→ **EXTRACTED TEXT**
As the frustrations bubbled to the surface this week and damage control commenced, the full-court defense also served to amplify the clear concern inside and around the Biden administration about the drama unfolding in Harris' office. The latest reports are seen as part of a pattern of stories about staff infighting and low morale, which have followed Harris from her Senate office to her presidential campaign and now to the vice presidency.
One administration official described the current efforts by the West Wing as an attempt to help with any issues any staff might be facing.
"Ron, Anita (Dunn), Cedric (Richmond), others, have certainly expressed their solidarity with our team, internally and externally," the administration official said.
But some of those efforts actually helped solidify reports of staff discontent. Rather than denying the existence of complaints about morale inside Harris' office, Dunn -- a White House senior adviser -- told Politico the complaints were "not anywhere near what you are describing" and acknowledged that there "may be people whose feelings were a little hurt on her staff" after many staffers weren't told of her trip to the southern border ahead of it being announced publicly.
The departure of Harris' top two advance officials has also served to compound a chaotic narrative, even though some officials insisted the pair had always planned for early exits from the administration.
It does not help that Harris has come under fire for multiple missteps in her first few months in office, starting after just a few weeks when she gave an interview to a West Virginia TV station that angered crucial moderate Democratic Sen. Joe Manchin, who hails from the state. That tension reached its apex last month during her first international trip as vice president, a two-day visit to Guatemala and Mexico, during which she likened not going to the border to also not having visited Europe.
"I, and I haven't been to Europe. And I mean, I don't -- I don't understand the point that you're making," Harris said with a laugh to NBC's Lester Holt when pressed about the fact that she hadn't visited the US-Mexico border.
The trip to El Paso, Texas, last week was without incident and some people close to Harris called reports alleging dysfunction overblown. But others told CNN that the office is rife with frustration and occasional infighting.
"I think everybody is just feeling overwhelmed," a source close to the White House said of the dynamics in the vice president's office.
"It's a tough place, obviously," the administration official said, not just of the vice president's office but of all administration jobs, which operate at a high level of stress and pressure. "But for the most part, people are focused on the mission."
That official contended that Flournoy has been asset to Harris as her chief of staff, and a source close to Flournoy credited her with keeping Harris' circle tight, saying her role "is to be the gatekeeper, it is to keep the principal on task and it is to be the person that is the last voice before the principal's make the decision, so in that regard, she is doing the job that she's supposed to be doing." Some of the complaints voiced in media reports alleged that Flournoy has limited access to Harris too much.
"There's not infighting between the teams," the administration official said. "The office is united together as part of the larger goal of the OVP. People are working together to make sure that she is executing on like the tasks she's been assigned."

→ **ABOUT THIS EXERCISE**
According to the news excerpt on Vice President Harris's office, which two countries did Harris visit on her first international trip as vice president?

→ **GIVEN DATA**
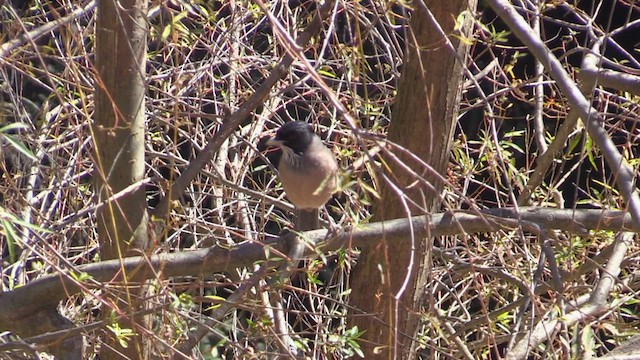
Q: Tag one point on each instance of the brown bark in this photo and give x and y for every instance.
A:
(423, 123)
(121, 38)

→ **ANSWER TO THIS TASK**
Guatemala and Mexico.